**Listed records**
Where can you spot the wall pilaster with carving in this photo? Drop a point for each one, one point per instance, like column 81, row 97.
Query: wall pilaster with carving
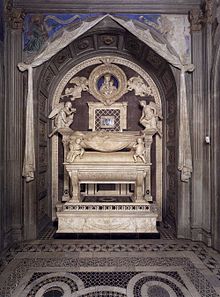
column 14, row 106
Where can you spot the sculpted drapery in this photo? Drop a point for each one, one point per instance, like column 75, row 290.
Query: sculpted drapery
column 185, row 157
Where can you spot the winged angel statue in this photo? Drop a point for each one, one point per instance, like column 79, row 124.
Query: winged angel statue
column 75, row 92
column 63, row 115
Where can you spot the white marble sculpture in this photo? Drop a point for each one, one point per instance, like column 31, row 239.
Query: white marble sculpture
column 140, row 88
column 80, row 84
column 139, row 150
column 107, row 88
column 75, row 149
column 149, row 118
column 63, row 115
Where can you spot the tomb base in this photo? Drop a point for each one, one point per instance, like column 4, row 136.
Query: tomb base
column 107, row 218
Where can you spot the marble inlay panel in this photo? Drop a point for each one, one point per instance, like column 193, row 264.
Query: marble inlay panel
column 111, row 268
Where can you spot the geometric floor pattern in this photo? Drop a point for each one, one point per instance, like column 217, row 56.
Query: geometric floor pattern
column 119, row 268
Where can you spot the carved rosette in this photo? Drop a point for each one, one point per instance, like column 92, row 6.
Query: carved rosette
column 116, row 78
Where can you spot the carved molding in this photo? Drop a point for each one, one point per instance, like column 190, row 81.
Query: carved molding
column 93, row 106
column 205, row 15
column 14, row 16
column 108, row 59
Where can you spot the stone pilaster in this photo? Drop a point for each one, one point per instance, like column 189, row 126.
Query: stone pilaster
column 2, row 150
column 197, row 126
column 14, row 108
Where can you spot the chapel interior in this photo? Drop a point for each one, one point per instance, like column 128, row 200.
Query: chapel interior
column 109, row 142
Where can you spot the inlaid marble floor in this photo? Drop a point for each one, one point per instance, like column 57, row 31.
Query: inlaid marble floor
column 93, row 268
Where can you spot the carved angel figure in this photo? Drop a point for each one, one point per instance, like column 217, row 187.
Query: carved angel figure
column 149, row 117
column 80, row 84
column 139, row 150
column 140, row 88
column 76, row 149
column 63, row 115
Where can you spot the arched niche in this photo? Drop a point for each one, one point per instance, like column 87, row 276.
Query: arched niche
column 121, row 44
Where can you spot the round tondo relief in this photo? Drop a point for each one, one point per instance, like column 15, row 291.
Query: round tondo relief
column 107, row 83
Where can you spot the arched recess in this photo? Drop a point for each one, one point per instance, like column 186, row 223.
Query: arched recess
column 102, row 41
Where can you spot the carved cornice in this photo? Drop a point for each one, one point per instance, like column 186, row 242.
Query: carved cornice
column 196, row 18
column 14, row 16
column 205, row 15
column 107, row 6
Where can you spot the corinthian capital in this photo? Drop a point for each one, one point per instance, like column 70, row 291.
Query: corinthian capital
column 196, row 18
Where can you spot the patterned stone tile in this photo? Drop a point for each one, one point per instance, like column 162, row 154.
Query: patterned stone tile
==
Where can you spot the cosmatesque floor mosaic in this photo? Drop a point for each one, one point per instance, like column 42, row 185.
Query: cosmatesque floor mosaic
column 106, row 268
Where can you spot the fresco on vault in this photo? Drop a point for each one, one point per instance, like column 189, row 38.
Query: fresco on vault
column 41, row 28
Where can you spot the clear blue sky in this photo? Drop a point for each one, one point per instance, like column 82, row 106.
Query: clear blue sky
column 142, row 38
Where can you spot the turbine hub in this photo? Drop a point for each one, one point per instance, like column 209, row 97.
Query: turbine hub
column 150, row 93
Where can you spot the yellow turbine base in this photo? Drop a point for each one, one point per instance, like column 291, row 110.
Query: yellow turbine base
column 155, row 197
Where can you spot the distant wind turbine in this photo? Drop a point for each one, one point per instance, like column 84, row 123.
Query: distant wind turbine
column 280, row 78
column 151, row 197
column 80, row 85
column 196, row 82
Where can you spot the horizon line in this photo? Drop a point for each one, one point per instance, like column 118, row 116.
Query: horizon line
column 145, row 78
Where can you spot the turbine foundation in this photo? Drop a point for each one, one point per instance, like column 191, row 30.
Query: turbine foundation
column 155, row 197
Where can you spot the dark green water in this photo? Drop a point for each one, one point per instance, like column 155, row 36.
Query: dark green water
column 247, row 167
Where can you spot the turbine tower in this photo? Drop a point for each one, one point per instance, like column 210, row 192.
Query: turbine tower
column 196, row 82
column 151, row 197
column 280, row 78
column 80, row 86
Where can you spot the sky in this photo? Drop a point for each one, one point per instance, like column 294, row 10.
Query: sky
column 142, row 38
* * *
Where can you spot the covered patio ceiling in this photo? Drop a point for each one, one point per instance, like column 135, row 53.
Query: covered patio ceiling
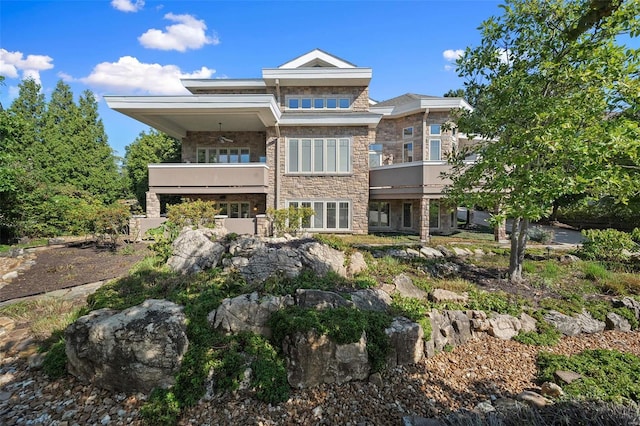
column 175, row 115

**Instruction**
Please change "Drop a point" to "Place a marker" in the items from the line with "Where can you spot the corinthian" up to and including the line with "Query: patterned stone tile". Return only those lines, otherwise unaltered.

**Correct answer**
Where can you spot the corinthian capital in this photo? Place a marker for each one, one point per instance, like column 70, row 291.
Query: corinthian capital
column 196, row 18
Where can you spot the patterned stone tile in this photo? Place a marker for each one, one point per instance, like column 162, row 154.
Query: patterned stone tile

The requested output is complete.